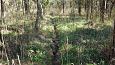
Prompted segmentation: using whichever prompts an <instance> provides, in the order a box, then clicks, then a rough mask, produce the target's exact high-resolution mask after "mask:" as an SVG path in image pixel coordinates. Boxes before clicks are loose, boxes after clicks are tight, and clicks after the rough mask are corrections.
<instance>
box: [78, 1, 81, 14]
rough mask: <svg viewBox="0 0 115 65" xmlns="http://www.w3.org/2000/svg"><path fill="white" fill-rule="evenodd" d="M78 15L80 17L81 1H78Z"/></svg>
mask: <svg viewBox="0 0 115 65" xmlns="http://www.w3.org/2000/svg"><path fill="white" fill-rule="evenodd" d="M78 13H79V16H81V0H78Z"/></svg>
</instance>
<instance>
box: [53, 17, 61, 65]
mask: <svg viewBox="0 0 115 65" xmlns="http://www.w3.org/2000/svg"><path fill="white" fill-rule="evenodd" d="M52 21H53V25H54V35H53V39H52V41H53V42H52V45H51V48H52V65H61V63H60V60H59V58H60V53H59V34H58V30H57V25H56V23H54V22H55V20H54V19H52Z"/></svg>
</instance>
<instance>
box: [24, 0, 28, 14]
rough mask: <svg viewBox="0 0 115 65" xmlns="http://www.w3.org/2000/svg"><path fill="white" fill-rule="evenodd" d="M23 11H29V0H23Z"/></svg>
mask: <svg viewBox="0 0 115 65" xmlns="http://www.w3.org/2000/svg"><path fill="white" fill-rule="evenodd" d="M24 6H25V13H26V14H28V13H29V0H24Z"/></svg>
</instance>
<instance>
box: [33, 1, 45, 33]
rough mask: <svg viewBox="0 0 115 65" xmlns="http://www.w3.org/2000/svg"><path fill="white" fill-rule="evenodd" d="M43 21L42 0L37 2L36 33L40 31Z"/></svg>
mask: <svg viewBox="0 0 115 65" xmlns="http://www.w3.org/2000/svg"><path fill="white" fill-rule="evenodd" d="M41 19H43V8H42V4H41V3H40V0H37V17H36V21H35V27H34V28H35V31H39V27H40V21H41Z"/></svg>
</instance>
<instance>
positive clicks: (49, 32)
mask: <svg viewBox="0 0 115 65" xmlns="http://www.w3.org/2000/svg"><path fill="white" fill-rule="evenodd" d="M55 19H56V24H57V29H58V32H59V35H60V36H59V38H60V39H59V40H60V49H59V51H60V53H61V62H62V65H69V63H75V62H76V61H78V60H77V58H79V59H81V58H80V57H76V53H78V54H77V56H79V54H80V53H82V52H83V54H84V55H86V54H89V53H88V52H87V51H92V50H91V48H93V51H94V49H96V50H98V51H99V50H101V49H102V48H104V47H105V46H106V45H107V44H108V43H110V42H111V38H112V37H111V34H112V23H111V22H110V21H105V23H101V22H98V20H97V21H92V20H88V21H86V20H85V18H83V17H76V18H75V19H70V18H68V17H55ZM15 24H16V23H14V24H9V26H8V27H7V29H8V30H5V31H3V33H4V32H5V33H4V36H5V41H7V43H9V41H11V40H12V41H11V42H10V43H17V42H16V41H15V40H17V41H18V42H19V43H25V45H27V46H28V47H29V46H30V48H29V49H27V50H28V51H29V52H31V50H33V49H32V48H31V45H34V46H35V48H37V51H38V52H39V53H37V54H36V56H37V57H38V58H37V59H34V58H32V59H30V60H32V61H33V62H36V61H37V62H40V65H45V64H42V63H44V58H46V57H47V55H48V56H49V57H51V56H50V53H51V51H50V50H51V49H50V46H49V45H50V44H51V42H50V41H51V38H52V35H53V25H52V23H51V21H50V19H48V18H47V19H45V20H42V23H41V30H40V32H41V34H39V33H36V32H34V31H33V27H34V26H33V25H34V24H33V22H26V23H25V24H24V25H22V24H17V25H15ZM6 31H7V33H6ZM8 36H9V37H8ZM46 39H47V40H46ZM48 50H49V51H48ZM44 51H45V53H47V54H44ZM40 53H41V54H40ZM94 53H95V52H94ZM67 54H68V55H67ZM31 55H33V54H31ZM82 56H83V55H82ZM97 56H98V55H97ZM33 57H34V55H33ZM49 57H48V58H47V60H45V61H46V62H49V61H48V60H50V58H49ZM74 57H76V58H75V59H74ZM84 57H87V56H84ZM94 57H95V56H94ZM65 58H66V59H65ZM72 60H73V61H72ZM81 60H83V61H84V59H81ZM90 60H91V61H93V59H90ZM99 61H100V60H99ZM99 61H96V62H95V63H97V62H99ZM79 62H80V61H79ZM29 63H30V62H29ZM22 65H26V64H22ZM27 65H28V64H27ZM30 65H31V64H30ZM89 65H91V63H89Z"/></svg>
------------------------
Copy out every line above that contains the string "clicks". Case counts.

■ SOLUTION TO THIS PROBLEM:
Prompted segmentation: using whichever prompts an <instance> provides, in the order a box, then clicks, then a rough mask, produce the target's exact high-resolution mask after "mask:" as an SVG path in image pixel coordinates. Boxes before clicks are loose, boxes after clicks are tight, and clicks after the rough mask are corrections.
positive clicks: (49, 32)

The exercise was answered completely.